• _Task to carry out_
Restate, word for word, every line of the data.
[Start Data in this exercise]
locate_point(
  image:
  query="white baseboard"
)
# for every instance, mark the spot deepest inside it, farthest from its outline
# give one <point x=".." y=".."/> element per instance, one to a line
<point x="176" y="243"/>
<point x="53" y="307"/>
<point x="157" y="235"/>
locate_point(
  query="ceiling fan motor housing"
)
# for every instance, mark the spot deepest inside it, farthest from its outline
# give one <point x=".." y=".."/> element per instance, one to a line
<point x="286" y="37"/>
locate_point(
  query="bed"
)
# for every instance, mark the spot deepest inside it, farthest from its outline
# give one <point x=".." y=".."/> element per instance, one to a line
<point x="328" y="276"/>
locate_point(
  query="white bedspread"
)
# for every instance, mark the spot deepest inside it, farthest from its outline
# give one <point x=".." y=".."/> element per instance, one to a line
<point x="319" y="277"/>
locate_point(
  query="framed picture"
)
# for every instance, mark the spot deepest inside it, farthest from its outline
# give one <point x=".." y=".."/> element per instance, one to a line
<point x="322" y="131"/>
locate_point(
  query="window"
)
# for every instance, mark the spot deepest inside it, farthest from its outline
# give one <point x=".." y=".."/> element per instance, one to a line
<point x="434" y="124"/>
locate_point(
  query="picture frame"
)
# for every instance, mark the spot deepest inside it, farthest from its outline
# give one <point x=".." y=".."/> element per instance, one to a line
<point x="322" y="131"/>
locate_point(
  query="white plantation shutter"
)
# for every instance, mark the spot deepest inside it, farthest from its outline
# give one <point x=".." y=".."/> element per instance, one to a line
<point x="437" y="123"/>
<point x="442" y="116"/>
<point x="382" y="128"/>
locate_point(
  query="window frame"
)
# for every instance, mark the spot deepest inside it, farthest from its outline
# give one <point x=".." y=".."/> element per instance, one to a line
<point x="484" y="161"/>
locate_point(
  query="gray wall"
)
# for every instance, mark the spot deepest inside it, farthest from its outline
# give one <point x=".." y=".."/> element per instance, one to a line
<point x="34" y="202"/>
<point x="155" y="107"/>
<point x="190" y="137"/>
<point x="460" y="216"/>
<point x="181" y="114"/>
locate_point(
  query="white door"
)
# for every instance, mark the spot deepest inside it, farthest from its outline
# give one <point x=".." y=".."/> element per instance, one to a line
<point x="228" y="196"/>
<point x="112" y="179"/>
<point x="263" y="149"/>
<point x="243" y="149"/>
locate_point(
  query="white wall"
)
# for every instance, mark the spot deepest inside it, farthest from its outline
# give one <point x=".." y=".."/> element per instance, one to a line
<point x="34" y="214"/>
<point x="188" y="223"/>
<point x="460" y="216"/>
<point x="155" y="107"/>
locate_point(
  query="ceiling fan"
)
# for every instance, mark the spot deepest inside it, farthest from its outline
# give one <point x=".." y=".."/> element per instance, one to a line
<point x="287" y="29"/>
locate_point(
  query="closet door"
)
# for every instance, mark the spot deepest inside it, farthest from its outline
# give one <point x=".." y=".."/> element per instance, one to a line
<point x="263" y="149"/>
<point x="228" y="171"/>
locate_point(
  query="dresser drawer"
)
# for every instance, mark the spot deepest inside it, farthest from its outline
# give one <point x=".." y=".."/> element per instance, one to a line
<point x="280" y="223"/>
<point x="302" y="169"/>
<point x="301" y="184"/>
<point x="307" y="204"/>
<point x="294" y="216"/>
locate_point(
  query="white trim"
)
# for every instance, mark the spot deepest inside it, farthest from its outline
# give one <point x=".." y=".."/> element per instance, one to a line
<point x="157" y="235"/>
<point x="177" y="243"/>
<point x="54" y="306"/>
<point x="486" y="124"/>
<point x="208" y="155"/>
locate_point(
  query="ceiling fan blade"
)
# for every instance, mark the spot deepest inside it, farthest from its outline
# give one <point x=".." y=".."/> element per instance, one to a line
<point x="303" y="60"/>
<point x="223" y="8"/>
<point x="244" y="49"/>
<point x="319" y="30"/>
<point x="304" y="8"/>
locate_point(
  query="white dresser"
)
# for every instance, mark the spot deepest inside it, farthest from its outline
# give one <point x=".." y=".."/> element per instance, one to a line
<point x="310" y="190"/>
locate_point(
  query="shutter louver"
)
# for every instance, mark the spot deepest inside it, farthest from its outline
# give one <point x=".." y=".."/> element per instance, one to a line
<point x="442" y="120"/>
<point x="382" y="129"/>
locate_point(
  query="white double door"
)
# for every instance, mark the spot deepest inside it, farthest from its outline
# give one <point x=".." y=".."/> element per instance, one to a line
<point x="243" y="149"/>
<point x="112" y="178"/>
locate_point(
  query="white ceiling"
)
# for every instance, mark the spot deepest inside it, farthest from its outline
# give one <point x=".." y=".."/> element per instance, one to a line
[End Data in this exercise]
• _Expected answer_
locate_point(
  image:
  query="white baseboard"
)
# for every instance, mark the spot deepest inside it, farthest from its outline
# give one <point x=".." y=".."/> element per instance, one to a line
<point x="176" y="243"/>
<point x="53" y="307"/>
<point x="157" y="235"/>
locate_point(
  query="ceiling fan motor housing"
)
# for every instance, mark the spot deepest inside it, farthest from its outline
# give one <point x=".." y=".."/> element per instance, one to a line
<point x="286" y="37"/>
locate_point(
  query="bed"
)
# for every instance, mark the spot deepest inside it, farthest from its outline
# give one <point x=".." y=".."/> element per instance, one to a line
<point x="328" y="276"/>
locate_point(
  query="white bedspread"
)
# for every instance, mark the spot deepest inside it, farthest from its outline
# give one <point x=".." y=".."/> element per instance, one to a line
<point x="319" y="277"/>
locate_point(
  query="framed picture"
)
# for every instance, mark the spot deepest inside it, farthest from its outline
# give one <point x=".." y=".."/> element per instance, one to a line
<point x="322" y="131"/>
locate_point(
  query="window"
)
# for every instance, mark the spot deepest inside it, farthest from its outline
# give one <point x=".." y=".."/> element per instance, one to a line
<point x="434" y="124"/>
locate_point(
  query="picture frame"
)
# for every instance, mark the spot deepest inside it, farthest from its outline
# give one <point x=".." y=".."/> element per instance, one to a line
<point x="322" y="131"/>
locate_point(
  query="white plantation shutter"
)
# for every instance, mark the spot deepest inside it, farthest from its outline
# give one <point x=".." y=".."/> element per instance, one to a line
<point x="437" y="123"/>
<point x="442" y="116"/>
<point x="382" y="128"/>
locate_point(
  query="window frame"
)
# for every instance, mark the spot deepest inside it, farthest from its outline
# give one <point x=".." y=".."/> element per instance, one to a line
<point x="484" y="161"/>
locate_point(
  query="gray wall"
)
# for every instance, mark the spot deepest inside it, farthest from its outline
# give one <point x=".." y=".."/> element per instance, one to a line
<point x="34" y="202"/>
<point x="155" y="107"/>
<point x="190" y="137"/>
<point x="460" y="216"/>
<point x="181" y="114"/>
locate_point(
  query="white door"
)
# for every instance, mark the spot deepest inside it, farthest from its outline
# give one <point x=".." y=".."/> element per instance, one to a line
<point x="228" y="196"/>
<point x="112" y="179"/>
<point x="263" y="149"/>
<point x="243" y="149"/>
locate_point(
  query="white wall"
)
# for every instance, mark the spot deepest inside it, farthest from its outline
# give one <point x=".." y=".."/> element per instance, one to a line
<point x="34" y="214"/>
<point x="188" y="223"/>
<point x="460" y="216"/>
<point x="155" y="107"/>
locate_point(
  query="ceiling fan"
)
# for every instance, mark the spot deepest inside it, farthest from its outline
# give one <point x=".." y=".."/> element per instance, one to a line
<point x="287" y="29"/>
locate_point(
  query="closet door"
)
# for every instance, mark the spot deepest inside it, farthest from its outline
# give one <point x=".." y=".."/> element per instance, one to a line
<point x="263" y="149"/>
<point x="228" y="171"/>
locate_point(
  query="dresser drawer"
)
# for every instance, mark the spot deepest inside it, farthest from its outline
# give one <point x=".." y=".."/> element per instance, one to a line
<point x="280" y="223"/>
<point x="302" y="169"/>
<point x="301" y="184"/>
<point x="307" y="204"/>
<point x="294" y="216"/>
locate_point(
  query="white trim"
)
# for every instance, mark the spot deepest inside it, farthest from its outline
# give one <point x=".." y=".."/> element per instance, one to a line
<point x="157" y="235"/>
<point x="177" y="243"/>
<point x="54" y="306"/>
<point x="486" y="124"/>
<point x="208" y="155"/>
locate_point(
  query="ceiling fan blade"
)
# for every instance, mark the spot deepest inside it, farthest from its outline
# give one <point x=".." y=".."/> element per instance, one to a line
<point x="303" y="60"/>
<point x="223" y="8"/>
<point x="244" y="49"/>
<point x="319" y="30"/>
<point x="304" y="8"/>
locate_point(
  query="white dresser"
)
# for every instance, mark the spot deepest inside it, farthest from its outline
# give one <point x=".." y=".."/> element per instance, one to a line
<point x="310" y="190"/>
locate_point(
  query="shutter louver"
)
# for every instance, mark the spot deepest inside it, farthest from its outline
# give one <point x=".." y=".."/> element per instance, one to a line
<point x="442" y="120"/>
<point x="382" y="129"/>
locate_point(
  query="white double door"
)
# for every instance, mark the spot deepest inside it, farthest from its outline
# give one <point x=".." y=".."/> element per instance, one to a line
<point x="243" y="149"/>
<point x="112" y="178"/>
locate_point(
  query="white ceiling"
)
# for every instance, mark the spot deepest inside it, farthest from its outline
# give one <point x=".." y=".."/> element per instance, one to a line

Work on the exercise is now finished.